Are you watching for signs?
Links, Pagerank and the Semantic Web – A Prediction
Most bloggers do their own SEO, often in combination with plug-ins, such as All in One SEO Pack or AVH First Defense Against Spam.
Still, it behooves each of us to have at least a working knowledge of what the search engines are looking for and try to find a balance between that and what our readers are looking for.
Even for those that work full-time in SEO that can be a challenge. Search algorithms are constantly changing, the “rules” seem to change nearly as often and the techniques that are most effective vary from one day to another.
Pagerank
One of the things that seems to confound many is Pagerank.
We’ve discussed here before the vast difference between actual pagerank and toolbar pagerank, so I won’t go into that again now. But part of it does lead in to the topic at hand.
Toolbar pagerank was last updated in April of this year.
This marks the longest time between updates that Google has ever shown us. Some are expecting to see the traditional New Year update, but personally, I think we may have already seen the last TBPR update.
The reason I believe that to be the case is that I think Google has been working for some time on developing an alternative to pagerank… something that can’t be so easily “gamed”.
Pagerank is determined solely by the quantity and quality of inbound links, and as such, has directly spawned such practices as link buying, link wheels and link networks. It has also indirectly given birth to pagerank sculpting.
In short, it has promoted link spam, which is something that all bloggers have to deal with.
My theory is that if Google came up with an alternative method of ranking pages that didn’t depend solely upon links to that page, they’d go a long way toward removing the incentive for link spamming.

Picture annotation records
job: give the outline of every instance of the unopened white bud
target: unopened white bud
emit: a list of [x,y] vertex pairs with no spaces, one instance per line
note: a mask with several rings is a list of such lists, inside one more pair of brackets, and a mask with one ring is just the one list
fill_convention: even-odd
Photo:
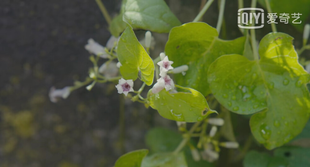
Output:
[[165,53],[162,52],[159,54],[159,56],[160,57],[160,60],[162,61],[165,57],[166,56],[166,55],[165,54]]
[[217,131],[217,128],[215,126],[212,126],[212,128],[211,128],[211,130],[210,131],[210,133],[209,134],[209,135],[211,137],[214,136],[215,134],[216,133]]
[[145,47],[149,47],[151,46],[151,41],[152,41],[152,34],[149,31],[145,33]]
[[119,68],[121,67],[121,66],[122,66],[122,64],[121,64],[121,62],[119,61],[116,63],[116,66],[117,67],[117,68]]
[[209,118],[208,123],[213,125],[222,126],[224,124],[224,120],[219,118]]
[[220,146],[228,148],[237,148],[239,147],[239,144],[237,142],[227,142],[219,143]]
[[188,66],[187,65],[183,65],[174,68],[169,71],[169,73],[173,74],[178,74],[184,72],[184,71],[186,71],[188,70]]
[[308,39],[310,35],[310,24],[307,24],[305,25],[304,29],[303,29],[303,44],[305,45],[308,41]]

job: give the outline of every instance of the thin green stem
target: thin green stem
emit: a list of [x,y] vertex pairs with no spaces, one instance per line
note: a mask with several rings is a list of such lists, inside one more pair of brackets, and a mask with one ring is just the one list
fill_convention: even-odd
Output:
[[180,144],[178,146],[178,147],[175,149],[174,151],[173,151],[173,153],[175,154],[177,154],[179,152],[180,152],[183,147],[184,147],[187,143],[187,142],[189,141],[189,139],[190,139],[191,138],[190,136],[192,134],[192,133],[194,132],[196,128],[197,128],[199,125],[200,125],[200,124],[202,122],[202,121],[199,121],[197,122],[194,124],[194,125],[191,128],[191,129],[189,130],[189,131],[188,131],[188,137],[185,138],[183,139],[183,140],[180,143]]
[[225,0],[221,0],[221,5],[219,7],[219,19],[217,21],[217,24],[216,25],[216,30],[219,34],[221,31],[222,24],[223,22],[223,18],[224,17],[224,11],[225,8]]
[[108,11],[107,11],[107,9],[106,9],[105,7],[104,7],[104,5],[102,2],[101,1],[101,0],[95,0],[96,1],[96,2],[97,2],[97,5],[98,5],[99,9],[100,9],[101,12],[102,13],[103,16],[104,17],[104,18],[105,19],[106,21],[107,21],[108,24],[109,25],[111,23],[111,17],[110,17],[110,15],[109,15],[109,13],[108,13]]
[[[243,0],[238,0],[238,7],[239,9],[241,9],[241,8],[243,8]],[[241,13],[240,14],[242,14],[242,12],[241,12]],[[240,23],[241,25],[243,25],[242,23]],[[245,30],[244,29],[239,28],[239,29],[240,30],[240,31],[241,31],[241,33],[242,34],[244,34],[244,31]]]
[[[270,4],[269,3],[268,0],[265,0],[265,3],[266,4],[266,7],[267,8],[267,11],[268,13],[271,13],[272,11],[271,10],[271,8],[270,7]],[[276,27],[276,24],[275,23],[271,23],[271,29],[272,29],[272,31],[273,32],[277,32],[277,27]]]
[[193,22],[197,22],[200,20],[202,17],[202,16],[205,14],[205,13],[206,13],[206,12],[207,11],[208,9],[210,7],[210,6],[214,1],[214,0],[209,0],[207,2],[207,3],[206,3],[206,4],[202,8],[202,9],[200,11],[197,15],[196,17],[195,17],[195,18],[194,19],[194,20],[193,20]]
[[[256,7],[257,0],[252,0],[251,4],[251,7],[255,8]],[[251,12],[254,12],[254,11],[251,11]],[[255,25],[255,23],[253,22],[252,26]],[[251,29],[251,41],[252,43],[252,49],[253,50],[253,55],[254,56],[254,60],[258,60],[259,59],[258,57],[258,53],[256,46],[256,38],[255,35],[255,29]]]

**Task requirements**.
[1] Quote the Pagerank post in full, word for word.
[2] Find each line of the records containing the word "every" and copy those lines out, treating case as significant.

**Solutions to each task**.
[1]
Are you watching for signs?
Links, Pagerank and the Semantic Web – A Prediction
Most bloggers do their own SEO, often in combination with plug-ins, such as All in One SEO Pack or AVH First Defense Against Spam.
Still, it behooves each of us to have at least a working knowledge of what the search engines are looking for and try to find a balance between that and what our readers are looking for.
Even for those that work full-time in SEO that can be a challenge. Search algorithms are constantly changing, the “rules” seem to change nearly as often and the techniques that are most effective vary from one day to another.
Pagerank
One of the things that seems to confound many is Pagerank.
We’ve discussed here before the vast difference between actual pagerank and toolbar pagerank, so I won’t go into that again now. But part of it does lead in to the topic at hand.
Toolbar pagerank was last updated in April of this year.
This marks the longest time between updates that Google has ever shown us. Some are expecting to see the traditional New Year update, but personally, I think we may have already seen the last TBPR update.
The reason I believe that to be the case is that I think Google has been working for some time on developing an alternative to pagerank… something that can’t be so easily “gamed”.
Pagerank is determined solely by the quantity and quality of inbound links, and as such, has directly spawned such practices as link buying, link wheels and link networks. It has also indirectly given birth to pagerank sculpting.
In short, it has promoted link spam, which is something that all bloggers have to deal with.
My theory is that if Google came up with an alternative method of ranking pages that didn’t depend solely upon links to that page, they’d go a long way toward removing the incentive for link spamming.

[2]
job: give the outline of every instance of the unopened white bud
job: give the outline of every instance of the thin green stem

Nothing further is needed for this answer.